* Work item *
Transcribe, word for word, all of the entries below, and exclude any pictures from the copy.

* Excerpted records *
★ ★ ★

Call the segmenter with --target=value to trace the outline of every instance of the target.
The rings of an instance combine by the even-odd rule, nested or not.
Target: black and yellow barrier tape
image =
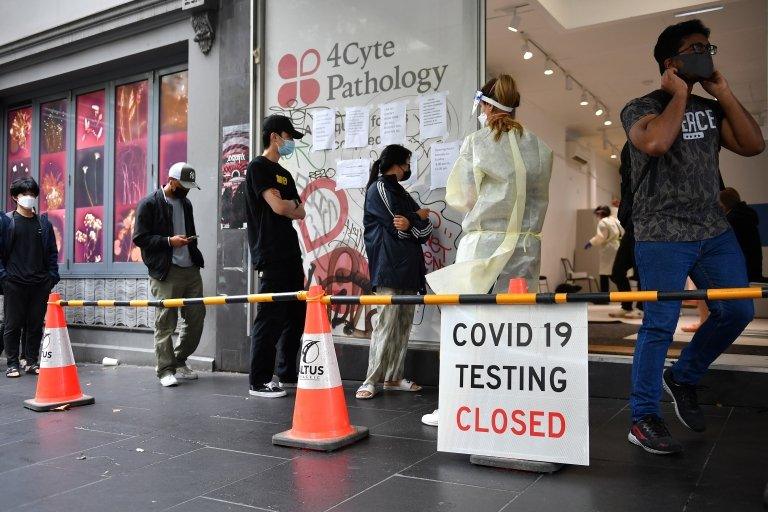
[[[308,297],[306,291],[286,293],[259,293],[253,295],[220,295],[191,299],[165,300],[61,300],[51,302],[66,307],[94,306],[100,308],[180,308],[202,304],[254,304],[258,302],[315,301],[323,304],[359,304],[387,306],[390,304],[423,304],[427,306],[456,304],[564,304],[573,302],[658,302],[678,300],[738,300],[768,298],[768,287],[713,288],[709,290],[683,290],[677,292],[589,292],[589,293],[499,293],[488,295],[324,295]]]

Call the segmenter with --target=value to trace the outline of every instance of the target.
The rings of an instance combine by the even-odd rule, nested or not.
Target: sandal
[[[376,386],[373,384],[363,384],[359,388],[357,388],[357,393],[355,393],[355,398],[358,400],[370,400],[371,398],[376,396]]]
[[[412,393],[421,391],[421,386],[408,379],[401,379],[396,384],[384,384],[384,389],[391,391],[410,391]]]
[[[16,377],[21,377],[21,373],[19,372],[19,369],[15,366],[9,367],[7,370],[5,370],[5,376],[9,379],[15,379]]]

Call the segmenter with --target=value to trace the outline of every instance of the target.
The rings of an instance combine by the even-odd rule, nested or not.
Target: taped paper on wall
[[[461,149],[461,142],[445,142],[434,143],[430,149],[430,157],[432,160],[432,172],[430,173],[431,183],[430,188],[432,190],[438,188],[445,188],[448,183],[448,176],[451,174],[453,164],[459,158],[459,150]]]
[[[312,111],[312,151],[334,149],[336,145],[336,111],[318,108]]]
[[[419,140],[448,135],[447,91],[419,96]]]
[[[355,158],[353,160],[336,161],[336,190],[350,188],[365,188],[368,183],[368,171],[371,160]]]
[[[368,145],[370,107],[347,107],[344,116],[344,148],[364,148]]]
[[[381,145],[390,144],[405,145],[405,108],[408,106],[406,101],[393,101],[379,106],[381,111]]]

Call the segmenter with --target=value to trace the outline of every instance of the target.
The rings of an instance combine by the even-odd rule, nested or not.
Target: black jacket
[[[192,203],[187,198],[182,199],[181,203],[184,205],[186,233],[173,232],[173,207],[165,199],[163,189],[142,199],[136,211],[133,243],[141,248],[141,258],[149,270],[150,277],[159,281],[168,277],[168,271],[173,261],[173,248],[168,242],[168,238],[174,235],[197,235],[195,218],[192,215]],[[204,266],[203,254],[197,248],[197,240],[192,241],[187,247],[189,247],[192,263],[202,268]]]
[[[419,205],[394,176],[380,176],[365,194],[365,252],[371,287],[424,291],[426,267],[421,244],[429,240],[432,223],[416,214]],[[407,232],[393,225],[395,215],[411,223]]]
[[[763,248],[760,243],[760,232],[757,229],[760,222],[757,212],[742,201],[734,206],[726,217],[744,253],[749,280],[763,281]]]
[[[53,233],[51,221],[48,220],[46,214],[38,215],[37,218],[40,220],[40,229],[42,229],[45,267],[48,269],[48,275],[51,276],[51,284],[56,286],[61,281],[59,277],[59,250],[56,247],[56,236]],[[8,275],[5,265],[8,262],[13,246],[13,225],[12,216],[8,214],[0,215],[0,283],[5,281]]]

★ ★ ★

* Exercise response *
Call the segmenter with --target=value to trace the outline of every instance of the target.
The rings of an instance combine by the even-odd rule, nested or not.
Target: black and yellow barrier tape
image =
[[[308,297],[306,291],[286,293],[259,293],[253,295],[220,295],[191,299],[165,300],[61,300],[51,302],[66,307],[94,306],[100,308],[180,308],[202,304],[254,304],[258,302],[315,301],[323,304],[359,304],[387,306],[390,304],[423,304],[427,306],[456,304],[564,304],[573,302],[658,302],[678,300],[738,300],[768,298],[768,287],[713,288],[709,290],[683,290],[677,292],[589,292],[589,293],[499,293],[488,295],[324,295]]]

Call the segmenter with --target=value to trace the outline of every instance of the target.
The rings of an instance combine by the even-odd rule, nested or not.
Target: sandal
[[[376,386],[373,384],[363,384],[359,388],[357,388],[357,393],[355,393],[355,398],[358,400],[370,400],[371,398],[376,396]]]
[[[412,393],[421,391],[421,386],[408,379],[401,379],[396,384],[384,384],[384,389],[391,391],[410,391]]]
[[[16,377],[21,377],[21,373],[19,372],[19,369],[15,366],[9,367],[7,370],[5,370],[5,376],[9,379],[15,379]]]

Call the segmenter with --target=value to trace the outline of every instance of the target.
The rings of an instance combine by the even-odd rule, nested or not.
Target: taped paper on wall
[[[461,149],[461,142],[445,142],[434,143],[430,149],[430,157],[432,160],[432,172],[430,173],[431,183],[430,188],[432,190],[438,188],[445,188],[448,183],[448,176],[451,174],[453,164],[459,158],[459,150]]]
[[[312,111],[312,151],[334,149],[336,145],[336,111],[318,108]]]
[[[419,140],[448,135],[447,91],[419,96]]]
[[[355,158],[353,160],[336,161],[336,190],[350,188],[365,188],[368,183],[368,171],[371,160]]]
[[[368,145],[370,107],[347,107],[344,116],[344,148],[364,148]]]
[[[381,145],[390,144],[405,145],[405,108],[408,106],[406,101],[393,101],[379,106],[381,111]]]

Call the segmenter with --target=value to trace the outline of every instance of the target.
The rings of an instance combine by the even-odd rule, nested or not.
Target: black jacket
[[[192,203],[187,198],[182,199],[181,203],[184,205],[186,233],[173,232],[173,207],[165,199],[163,189],[142,199],[136,211],[133,243],[141,248],[141,258],[149,270],[150,277],[159,281],[168,277],[168,271],[173,261],[173,248],[168,242],[168,238],[174,235],[197,235],[195,218],[192,215]],[[204,266],[203,254],[197,248],[197,240],[192,241],[187,247],[189,247],[192,263],[202,268]]]
[[[419,205],[394,176],[380,176],[365,194],[365,252],[371,287],[424,291],[426,267],[421,244],[429,240],[432,223],[416,214]],[[407,232],[393,225],[395,215],[411,223]]]
[[[763,248],[760,243],[760,232],[757,229],[760,222],[757,212],[742,201],[734,206],[726,217],[744,253],[749,280],[763,281]]]
[[[53,233],[51,221],[48,220],[46,214],[38,215],[37,218],[40,220],[40,229],[42,229],[45,267],[48,269],[48,275],[51,276],[51,284],[56,286],[61,281],[59,277],[59,250],[56,247],[56,236]],[[8,275],[5,265],[8,262],[13,246],[13,225],[12,216],[8,214],[0,215],[0,283],[5,281]]]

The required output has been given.